======== RECORDS SUPPLIED ========
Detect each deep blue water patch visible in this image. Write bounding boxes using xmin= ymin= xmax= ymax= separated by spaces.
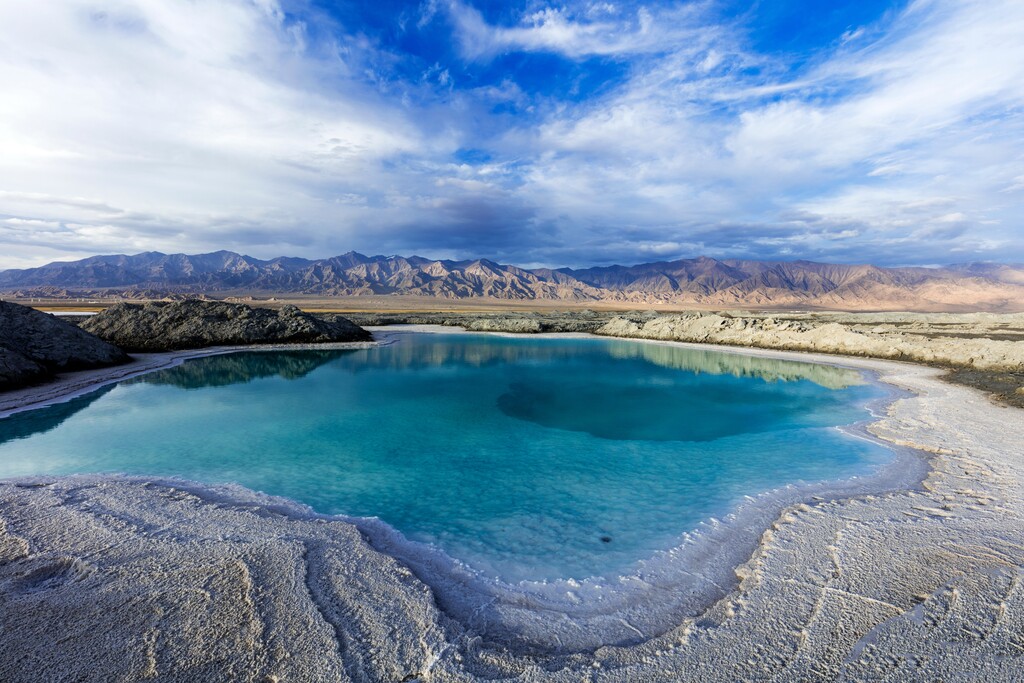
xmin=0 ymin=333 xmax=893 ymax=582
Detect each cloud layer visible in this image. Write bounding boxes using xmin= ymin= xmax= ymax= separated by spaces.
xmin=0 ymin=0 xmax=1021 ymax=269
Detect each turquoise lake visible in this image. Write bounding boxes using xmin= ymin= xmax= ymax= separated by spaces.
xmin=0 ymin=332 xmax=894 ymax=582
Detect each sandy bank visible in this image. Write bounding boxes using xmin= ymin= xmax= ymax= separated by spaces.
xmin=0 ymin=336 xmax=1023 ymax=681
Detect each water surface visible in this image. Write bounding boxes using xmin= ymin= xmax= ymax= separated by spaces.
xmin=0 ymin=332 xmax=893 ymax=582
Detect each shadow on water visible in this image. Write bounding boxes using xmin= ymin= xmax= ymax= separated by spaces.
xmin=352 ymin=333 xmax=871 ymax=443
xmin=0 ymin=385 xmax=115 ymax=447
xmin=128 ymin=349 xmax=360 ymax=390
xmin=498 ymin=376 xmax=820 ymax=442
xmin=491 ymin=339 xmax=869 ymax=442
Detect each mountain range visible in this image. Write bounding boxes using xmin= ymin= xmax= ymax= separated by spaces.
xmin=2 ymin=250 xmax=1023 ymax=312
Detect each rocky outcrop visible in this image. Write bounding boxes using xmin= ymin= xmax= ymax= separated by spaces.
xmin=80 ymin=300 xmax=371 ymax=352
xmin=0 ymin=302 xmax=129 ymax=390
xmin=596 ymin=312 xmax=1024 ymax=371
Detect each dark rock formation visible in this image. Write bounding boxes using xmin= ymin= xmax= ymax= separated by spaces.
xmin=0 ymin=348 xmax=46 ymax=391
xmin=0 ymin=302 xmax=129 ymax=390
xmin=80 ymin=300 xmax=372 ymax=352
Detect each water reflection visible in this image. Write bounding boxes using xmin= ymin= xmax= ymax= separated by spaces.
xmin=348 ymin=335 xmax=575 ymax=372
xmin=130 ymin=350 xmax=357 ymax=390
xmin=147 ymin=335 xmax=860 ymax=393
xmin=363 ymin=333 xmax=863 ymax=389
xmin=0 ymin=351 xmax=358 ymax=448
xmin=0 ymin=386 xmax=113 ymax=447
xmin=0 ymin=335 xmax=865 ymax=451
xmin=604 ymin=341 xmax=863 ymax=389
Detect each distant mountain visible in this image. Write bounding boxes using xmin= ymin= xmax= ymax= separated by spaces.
========
**WORK TO COMPLETE:** Everything from the line containing "Detect each dark" to the last line of the data above must be set down exactly, both ends included, with no other lines.

**EXERCISE SOLUTION:**
Detect each dark rock formation visible in this image. Write bounding boxes using xmin= ymin= xmax= ymax= separated by spaces.
xmin=0 ymin=348 xmax=46 ymax=391
xmin=0 ymin=302 xmax=129 ymax=390
xmin=80 ymin=300 xmax=372 ymax=352
Detect each water reflection visible in this image. Write bounding boxes using xmin= ymin= xmax= ymax= separated by spaces.
xmin=348 ymin=335 xmax=575 ymax=372
xmin=130 ymin=350 xmax=357 ymax=390
xmin=147 ymin=335 xmax=860 ymax=393
xmin=363 ymin=333 xmax=863 ymax=389
xmin=0 ymin=351 xmax=358 ymax=448
xmin=0 ymin=386 xmax=113 ymax=447
xmin=0 ymin=335 xmax=865 ymax=451
xmin=604 ymin=341 xmax=863 ymax=389
Detect each distant mountain visible in this image. Write bounding boxes using xmin= ymin= xmax= ymax= separated by spaces.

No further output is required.